However, Medical Practices seem to be adding HR executives (+467%) as are Food and Beverage Services (+300%). Overall, this tends to prove one of TBG’s major tenets: there is always opportunity in the executive market if one knows where to look.

IU-HR-Chart 5-Top 24 Employers of Executives

As noted earlier, HR is a rather fragmented executive cohort, spread across a large number of firms—so much so, that the top 24 firms represent just 4% of the total! Chart 5 shows this clearly as the number of execs per firm even at the largest companies lies in the mere hundreds. As a result, rounding to the nearest thousand is meaningless. Deel, for example, a privately held HR services startup based in San Francisco, profited richly by picking up talent from Meta, Salesforce, Rippling, Slack, etc. over the past 12 months. It aims to provide the latest in HR tech offering unique services such as a compliance hub intended to provide insight into HR legal requirements in 150 countries. As evidenced by its recent hiring, Deel’s clear focus in terms of skills has been on Software Development, IT Services and IT Consulting, as well as Financial Services.

— Dataset content —
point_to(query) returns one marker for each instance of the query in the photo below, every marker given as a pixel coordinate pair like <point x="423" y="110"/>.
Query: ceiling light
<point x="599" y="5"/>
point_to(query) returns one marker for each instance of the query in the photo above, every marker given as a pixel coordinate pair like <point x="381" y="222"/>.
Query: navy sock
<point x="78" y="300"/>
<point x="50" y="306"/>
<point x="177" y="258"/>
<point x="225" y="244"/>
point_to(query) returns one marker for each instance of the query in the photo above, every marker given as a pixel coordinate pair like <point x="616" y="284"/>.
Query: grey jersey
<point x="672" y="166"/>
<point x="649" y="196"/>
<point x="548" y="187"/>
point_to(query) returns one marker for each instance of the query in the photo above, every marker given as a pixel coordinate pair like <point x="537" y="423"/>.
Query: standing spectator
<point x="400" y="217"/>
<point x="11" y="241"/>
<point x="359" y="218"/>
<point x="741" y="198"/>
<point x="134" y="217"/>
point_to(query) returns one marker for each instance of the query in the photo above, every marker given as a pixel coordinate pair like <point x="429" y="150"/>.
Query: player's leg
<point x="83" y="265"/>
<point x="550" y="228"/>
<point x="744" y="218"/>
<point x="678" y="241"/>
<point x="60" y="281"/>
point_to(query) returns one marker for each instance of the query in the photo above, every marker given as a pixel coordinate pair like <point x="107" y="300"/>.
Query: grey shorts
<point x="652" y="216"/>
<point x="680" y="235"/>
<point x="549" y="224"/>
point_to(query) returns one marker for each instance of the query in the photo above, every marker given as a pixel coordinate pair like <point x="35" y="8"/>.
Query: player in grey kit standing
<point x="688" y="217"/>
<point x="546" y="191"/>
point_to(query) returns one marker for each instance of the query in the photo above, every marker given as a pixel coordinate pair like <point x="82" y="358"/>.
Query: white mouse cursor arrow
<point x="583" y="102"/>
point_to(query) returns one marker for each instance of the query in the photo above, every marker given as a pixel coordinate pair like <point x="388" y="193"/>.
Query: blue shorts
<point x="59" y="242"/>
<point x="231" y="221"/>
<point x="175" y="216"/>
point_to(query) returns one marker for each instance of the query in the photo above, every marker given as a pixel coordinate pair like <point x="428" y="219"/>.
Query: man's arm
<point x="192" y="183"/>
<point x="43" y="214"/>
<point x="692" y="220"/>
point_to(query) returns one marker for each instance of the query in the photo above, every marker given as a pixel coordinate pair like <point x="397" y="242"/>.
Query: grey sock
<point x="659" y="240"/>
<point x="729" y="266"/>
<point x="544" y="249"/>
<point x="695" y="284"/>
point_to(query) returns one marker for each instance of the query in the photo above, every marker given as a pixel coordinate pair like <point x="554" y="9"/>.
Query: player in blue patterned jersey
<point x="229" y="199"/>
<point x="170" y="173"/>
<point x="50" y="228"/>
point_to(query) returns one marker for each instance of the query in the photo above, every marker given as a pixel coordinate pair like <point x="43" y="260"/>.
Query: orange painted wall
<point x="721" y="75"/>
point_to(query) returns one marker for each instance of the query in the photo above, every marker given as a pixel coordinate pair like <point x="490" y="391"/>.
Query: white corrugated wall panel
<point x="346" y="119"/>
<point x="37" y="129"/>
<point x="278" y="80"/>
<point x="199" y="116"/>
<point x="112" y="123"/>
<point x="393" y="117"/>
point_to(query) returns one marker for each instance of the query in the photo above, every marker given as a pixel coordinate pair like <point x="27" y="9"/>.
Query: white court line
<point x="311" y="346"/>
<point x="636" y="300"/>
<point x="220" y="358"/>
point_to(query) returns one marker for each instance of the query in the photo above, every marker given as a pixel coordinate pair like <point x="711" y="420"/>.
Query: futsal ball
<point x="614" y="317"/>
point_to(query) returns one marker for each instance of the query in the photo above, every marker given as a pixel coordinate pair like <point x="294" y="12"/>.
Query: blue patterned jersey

— What this exercise asks —
1) In the HR executive text, what share of the total do the top 24 firms represent?
2) From the HR executive text, copy the part that begins at the words "As noted earlier, HR" and stops after the words "as Financial Services.".

— Task-by-task solutions —
1) 4%

2)
As noted earlier, HR is a rather fragmented executive cohort, spread across a large number of firms—so much so, that the top 24 firms represent just 4% of the total! Chart 5 shows this clearly as the number of execs per firm even at the largest companies lies in the mere hundreds. As a result, rounding to the nearest thousand is meaningless. Deel, for example, a privately held HR services startup based in San Francisco, profited richly by picking up talent from Meta, Salesforce, Rippling, Slack, etc. over the past 12 months. It aims to provide the latest in HR tech offering unique services such as a compliance hub intended to provide insight into HR legal requirements in 150 countries. As evidenced by its recent hiring, Deel’s clear focus in terms of skills has been on Software Development, IT Services and IT Consulting, as well as Financial Services.